Records from a data source
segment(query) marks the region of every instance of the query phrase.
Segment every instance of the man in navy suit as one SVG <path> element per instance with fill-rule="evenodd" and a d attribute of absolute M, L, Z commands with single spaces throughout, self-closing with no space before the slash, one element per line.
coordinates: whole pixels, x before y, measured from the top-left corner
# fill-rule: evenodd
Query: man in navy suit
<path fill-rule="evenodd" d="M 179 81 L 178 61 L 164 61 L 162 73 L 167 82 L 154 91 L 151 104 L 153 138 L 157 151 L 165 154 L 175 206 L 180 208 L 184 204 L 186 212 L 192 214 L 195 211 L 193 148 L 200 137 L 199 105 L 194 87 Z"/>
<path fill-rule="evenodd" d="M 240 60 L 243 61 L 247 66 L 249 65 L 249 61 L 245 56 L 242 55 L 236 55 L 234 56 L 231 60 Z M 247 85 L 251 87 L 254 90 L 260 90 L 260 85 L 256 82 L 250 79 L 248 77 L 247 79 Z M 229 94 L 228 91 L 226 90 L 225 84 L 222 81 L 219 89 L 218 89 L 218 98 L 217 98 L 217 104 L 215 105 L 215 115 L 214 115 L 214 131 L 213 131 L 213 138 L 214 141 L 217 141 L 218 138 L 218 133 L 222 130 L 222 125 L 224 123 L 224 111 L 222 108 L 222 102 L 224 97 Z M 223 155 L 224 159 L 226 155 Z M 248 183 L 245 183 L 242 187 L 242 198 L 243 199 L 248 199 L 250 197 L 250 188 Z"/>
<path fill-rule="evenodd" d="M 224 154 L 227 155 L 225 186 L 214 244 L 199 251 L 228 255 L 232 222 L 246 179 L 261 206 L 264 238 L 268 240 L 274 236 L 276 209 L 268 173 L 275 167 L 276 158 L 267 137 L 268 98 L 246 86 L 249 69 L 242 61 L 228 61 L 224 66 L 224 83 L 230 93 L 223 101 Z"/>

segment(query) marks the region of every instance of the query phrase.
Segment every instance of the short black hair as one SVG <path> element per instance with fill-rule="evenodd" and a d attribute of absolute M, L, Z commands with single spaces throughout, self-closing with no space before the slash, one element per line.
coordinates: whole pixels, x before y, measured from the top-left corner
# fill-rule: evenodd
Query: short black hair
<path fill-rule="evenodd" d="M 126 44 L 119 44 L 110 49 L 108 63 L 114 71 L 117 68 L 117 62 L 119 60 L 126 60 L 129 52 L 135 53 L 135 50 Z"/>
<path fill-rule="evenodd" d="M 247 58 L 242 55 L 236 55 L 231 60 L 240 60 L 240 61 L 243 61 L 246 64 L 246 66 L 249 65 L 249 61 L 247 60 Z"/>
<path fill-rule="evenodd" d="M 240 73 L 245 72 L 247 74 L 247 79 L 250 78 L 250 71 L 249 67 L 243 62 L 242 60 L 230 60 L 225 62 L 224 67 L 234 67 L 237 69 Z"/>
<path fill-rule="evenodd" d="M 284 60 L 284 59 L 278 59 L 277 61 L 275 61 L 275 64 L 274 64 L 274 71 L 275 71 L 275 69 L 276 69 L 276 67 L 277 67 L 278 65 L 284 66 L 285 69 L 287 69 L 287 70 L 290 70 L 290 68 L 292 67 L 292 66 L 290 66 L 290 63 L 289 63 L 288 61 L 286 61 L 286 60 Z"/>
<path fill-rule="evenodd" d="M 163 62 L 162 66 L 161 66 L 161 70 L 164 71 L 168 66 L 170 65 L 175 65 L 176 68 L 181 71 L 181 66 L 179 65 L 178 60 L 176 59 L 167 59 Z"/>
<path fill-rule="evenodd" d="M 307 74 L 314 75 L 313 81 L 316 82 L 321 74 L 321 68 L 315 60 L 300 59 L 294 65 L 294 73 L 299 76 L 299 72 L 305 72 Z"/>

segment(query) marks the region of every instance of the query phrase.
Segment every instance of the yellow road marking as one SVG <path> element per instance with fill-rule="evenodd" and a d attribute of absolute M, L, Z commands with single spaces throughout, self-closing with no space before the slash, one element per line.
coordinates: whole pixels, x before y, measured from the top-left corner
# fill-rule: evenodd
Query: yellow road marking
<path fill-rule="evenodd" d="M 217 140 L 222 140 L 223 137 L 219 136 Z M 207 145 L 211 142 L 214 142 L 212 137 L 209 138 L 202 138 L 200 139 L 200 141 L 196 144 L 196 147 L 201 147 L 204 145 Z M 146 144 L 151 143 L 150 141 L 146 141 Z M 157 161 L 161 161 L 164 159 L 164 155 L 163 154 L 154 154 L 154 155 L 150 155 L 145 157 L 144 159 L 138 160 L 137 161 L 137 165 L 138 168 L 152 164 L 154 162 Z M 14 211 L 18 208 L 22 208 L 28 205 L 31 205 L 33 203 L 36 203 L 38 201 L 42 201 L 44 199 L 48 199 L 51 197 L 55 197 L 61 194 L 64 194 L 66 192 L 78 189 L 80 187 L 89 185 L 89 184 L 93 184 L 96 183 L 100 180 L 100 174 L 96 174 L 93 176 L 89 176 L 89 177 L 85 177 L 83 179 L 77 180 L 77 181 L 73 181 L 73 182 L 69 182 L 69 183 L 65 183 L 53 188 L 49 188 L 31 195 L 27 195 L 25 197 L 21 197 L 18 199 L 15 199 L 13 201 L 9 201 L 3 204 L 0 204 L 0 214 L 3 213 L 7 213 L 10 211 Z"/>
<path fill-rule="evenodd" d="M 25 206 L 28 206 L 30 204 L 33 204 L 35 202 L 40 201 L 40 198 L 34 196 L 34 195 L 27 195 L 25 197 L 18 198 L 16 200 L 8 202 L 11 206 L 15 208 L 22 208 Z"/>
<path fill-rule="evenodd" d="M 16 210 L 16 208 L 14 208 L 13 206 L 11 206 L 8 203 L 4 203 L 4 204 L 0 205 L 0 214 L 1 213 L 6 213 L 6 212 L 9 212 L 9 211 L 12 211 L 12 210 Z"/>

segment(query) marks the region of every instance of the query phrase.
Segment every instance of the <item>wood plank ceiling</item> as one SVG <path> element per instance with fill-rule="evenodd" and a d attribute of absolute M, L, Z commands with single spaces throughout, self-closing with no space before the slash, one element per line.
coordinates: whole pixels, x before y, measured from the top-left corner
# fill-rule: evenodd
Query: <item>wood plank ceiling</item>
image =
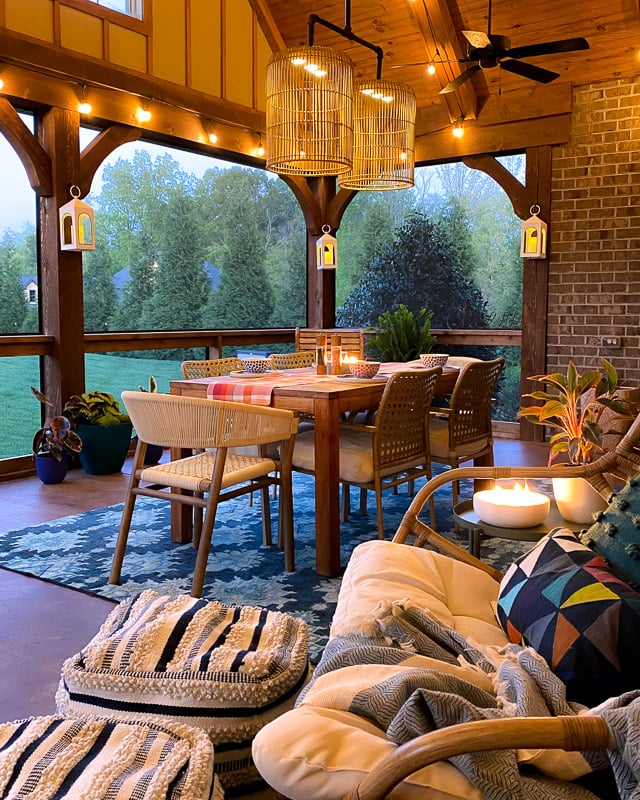
<path fill-rule="evenodd" d="M 341 28 L 350 17 L 354 34 L 382 47 L 382 77 L 413 87 L 418 137 L 448 134 L 451 123 L 461 117 L 465 127 L 472 128 L 543 120 L 568 110 L 572 84 L 633 78 L 640 69 L 637 0 L 493 0 L 491 33 L 509 37 L 511 47 L 584 37 L 589 49 L 522 59 L 559 73 L 548 84 L 494 66 L 477 69 L 457 91 L 445 95 L 439 94 L 440 89 L 470 66 L 456 61 L 467 55 L 467 40 L 461 31 L 488 30 L 486 0 L 251 2 L 273 49 L 305 44 L 310 14 Z M 347 52 L 356 77 L 375 77 L 376 57 L 370 49 L 317 24 L 314 43 Z M 433 76 L 426 72 L 430 61 L 436 64 Z M 499 137 L 494 138 L 499 142 Z M 423 152 L 422 161 L 428 161 L 424 156 Z"/>

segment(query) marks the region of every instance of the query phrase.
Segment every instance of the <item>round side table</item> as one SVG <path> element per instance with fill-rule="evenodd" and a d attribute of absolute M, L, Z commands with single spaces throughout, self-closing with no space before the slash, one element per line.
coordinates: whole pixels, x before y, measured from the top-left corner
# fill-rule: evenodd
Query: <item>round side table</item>
<path fill-rule="evenodd" d="M 482 539 L 493 537 L 495 539 L 511 539 L 516 542 L 537 542 L 554 528 L 569 528 L 571 531 L 584 530 L 586 525 L 569 522 L 558 511 L 555 501 L 551 501 L 551 509 L 547 517 L 532 528 L 502 528 L 499 525 L 490 525 L 483 522 L 473 510 L 473 500 L 463 500 L 454 506 L 453 518 L 457 524 L 469 531 L 469 552 L 480 558 L 480 544 Z"/>

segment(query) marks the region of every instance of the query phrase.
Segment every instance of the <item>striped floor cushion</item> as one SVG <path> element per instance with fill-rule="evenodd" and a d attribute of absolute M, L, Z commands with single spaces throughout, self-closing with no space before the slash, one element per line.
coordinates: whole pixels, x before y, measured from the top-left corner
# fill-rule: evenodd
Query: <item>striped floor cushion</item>
<path fill-rule="evenodd" d="M 198 726 L 225 790 L 247 793 L 263 785 L 253 737 L 293 707 L 308 678 L 307 643 L 306 623 L 288 614 L 148 590 L 65 661 L 58 710 Z"/>
<path fill-rule="evenodd" d="M 0 724 L 0 797 L 222 800 L 197 728 L 59 715 Z"/>

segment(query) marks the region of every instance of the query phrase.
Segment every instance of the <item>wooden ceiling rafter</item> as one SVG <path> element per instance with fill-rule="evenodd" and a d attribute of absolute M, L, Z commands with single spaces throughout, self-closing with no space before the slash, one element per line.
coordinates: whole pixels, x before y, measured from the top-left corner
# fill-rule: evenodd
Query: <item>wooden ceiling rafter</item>
<path fill-rule="evenodd" d="M 406 3 L 424 39 L 426 60 L 434 59 L 438 83 L 443 88 L 463 72 L 463 67 L 455 59 L 466 56 L 449 7 L 445 0 L 406 0 Z M 436 53 L 440 59 L 435 57 Z M 460 118 L 477 119 L 484 104 L 470 81 L 460 86 L 457 92 L 442 95 L 442 99 L 451 122 Z"/>
<path fill-rule="evenodd" d="M 110 125 L 101 131 L 80 154 L 81 197 L 89 194 L 94 175 L 102 162 L 120 145 L 137 141 L 142 134 L 139 128 L 128 125 Z"/>

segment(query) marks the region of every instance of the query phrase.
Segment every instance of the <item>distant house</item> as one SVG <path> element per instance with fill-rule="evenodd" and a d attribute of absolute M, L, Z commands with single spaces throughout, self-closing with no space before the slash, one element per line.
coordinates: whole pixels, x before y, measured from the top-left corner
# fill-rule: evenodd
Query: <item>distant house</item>
<path fill-rule="evenodd" d="M 20 278 L 24 298 L 30 306 L 38 304 L 38 276 L 22 275 Z"/>

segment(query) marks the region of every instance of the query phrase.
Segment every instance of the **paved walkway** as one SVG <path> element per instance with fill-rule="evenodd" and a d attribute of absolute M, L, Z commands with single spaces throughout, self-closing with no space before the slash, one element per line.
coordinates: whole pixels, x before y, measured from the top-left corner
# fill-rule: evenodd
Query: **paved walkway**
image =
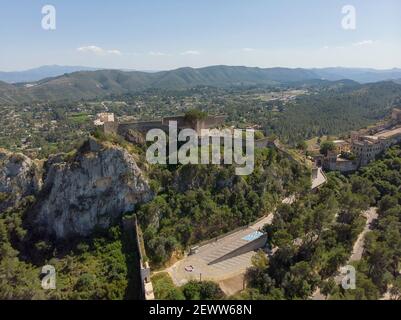
<path fill-rule="evenodd" d="M 321 185 L 326 182 L 326 177 L 320 171 L 318 180 L 314 181 L 313 185 Z M 296 201 L 295 196 L 285 198 L 282 203 L 291 205 Z M 238 249 L 247 243 L 245 237 L 263 228 L 267 224 L 271 224 L 274 214 L 266 216 L 246 229 L 242 229 L 235 233 L 228 234 L 227 236 L 209 242 L 208 244 L 199 248 L 198 252 L 194 255 L 186 256 L 182 260 L 177 261 L 173 266 L 167 268 L 166 271 L 170 274 L 173 282 L 177 286 L 182 286 L 190 280 L 211 280 L 225 284 L 229 284 L 230 288 L 242 288 L 243 275 L 246 270 L 252 266 L 252 257 L 255 251 L 238 255 L 236 257 L 221 261 L 219 263 L 211 264 L 210 262 L 227 253 Z M 160 271 L 162 272 L 162 271 Z M 234 280 L 237 279 L 237 284 Z M 238 280 L 241 279 L 241 280 Z M 239 283 L 241 282 L 241 283 Z M 229 289 L 229 294 L 232 294 L 232 289 Z"/>
<path fill-rule="evenodd" d="M 246 229 L 206 244 L 200 247 L 196 254 L 186 256 L 183 260 L 168 268 L 167 272 L 177 286 L 181 286 L 189 280 L 218 282 L 236 277 L 244 273 L 252 265 L 251 259 L 255 254 L 254 251 L 212 265 L 209 265 L 209 263 L 249 243 L 244 238 L 258 231 L 264 225 L 271 223 L 271 221 L 272 217 L 270 215 Z"/>
<path fill-rule="evenodd" d="M 319 188 L 327 182 L 326 175 L 324 174 L 322 168 L 318 168 L 316 179 L 312 179 L 312 190 Z"/>
<path fill-rule="evenodd" d="M 283 203 L 291 204 L 294 201 L 295 197 L 289 197 L 284 199 Z M 273 217 L 274 215 L 270 214 L 246 229 L 210 242 L 200 247 L 196 254 L 186 256 L 164 271 L 170 274 L 177 286 L 182 286 L 190 280 L 211 280 L 222 283 L 222 288 L 227 288 L 226 294 L 233 294 L 235 290 L 240 291 L 243 288 L 242 275 L 252 266 L 252 257 L 255 251 L 249 251 L 212 265 L 209 263 L 249 243 L 244 238 L 262 229 L 266 224 L 271 224 Z"/>

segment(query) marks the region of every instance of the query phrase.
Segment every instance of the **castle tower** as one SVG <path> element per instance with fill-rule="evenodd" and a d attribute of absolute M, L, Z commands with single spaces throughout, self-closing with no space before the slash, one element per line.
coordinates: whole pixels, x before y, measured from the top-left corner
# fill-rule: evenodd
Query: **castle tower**
<path fill-rule="evenodd" d="M 394 124 L 401 123 L 401 109 L 394 108 L 391 114 L 391 120 Z"/>

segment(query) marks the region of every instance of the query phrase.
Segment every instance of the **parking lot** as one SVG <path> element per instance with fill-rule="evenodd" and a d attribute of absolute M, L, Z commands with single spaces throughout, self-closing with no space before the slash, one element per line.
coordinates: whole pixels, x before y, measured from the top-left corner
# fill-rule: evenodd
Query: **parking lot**
<path fill-rule="evenodd" d="M 255 251 L 249 251 L 218 263 L 210 263 L 255 240 L 258 236 L 256 231 L 265 224 L 271 223 L 272 217 L 270 215 L 246 229 L 204 245 L 198 249 L 197 253 L 178 261 L 167 269 L 174 283 L 181 286 L 189 280 L 219 282 L 243 274 L 252 265 L 251 258 Z"/>

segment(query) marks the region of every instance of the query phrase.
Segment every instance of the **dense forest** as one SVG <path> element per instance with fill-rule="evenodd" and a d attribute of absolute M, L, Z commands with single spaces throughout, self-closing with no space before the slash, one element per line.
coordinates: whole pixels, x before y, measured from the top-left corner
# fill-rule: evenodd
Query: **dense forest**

:: PROBLEM STATEMENT ::
What do the lines above say from the one containing "Query: <item>distant house</item>" down to the one containing "Query: **paved walkway**"? Return them exactly, both end lines included, and only them.

:: ANSWER BOX ::
Query: <item>distant house</item>
<path fill-rule="evenodd" d="M 20 278 L 24 298 L 30 306 L 38 304 L 38 276 L 22 275 Z"/>

segment(query) marks the region of every instance of the query phrase.
Segment every instance of the **paved walkway** as one SVG <path> element per instance with fill-rule="evenodd" and a d attribute of absolute M, L, Z commands with single spaces throughout, self-closing with no space before the slash, one element per line.
coordinates: whole pixels, x before y, measured from the top-left corner
# fill-rule: evenodd
Query: **paved walkway**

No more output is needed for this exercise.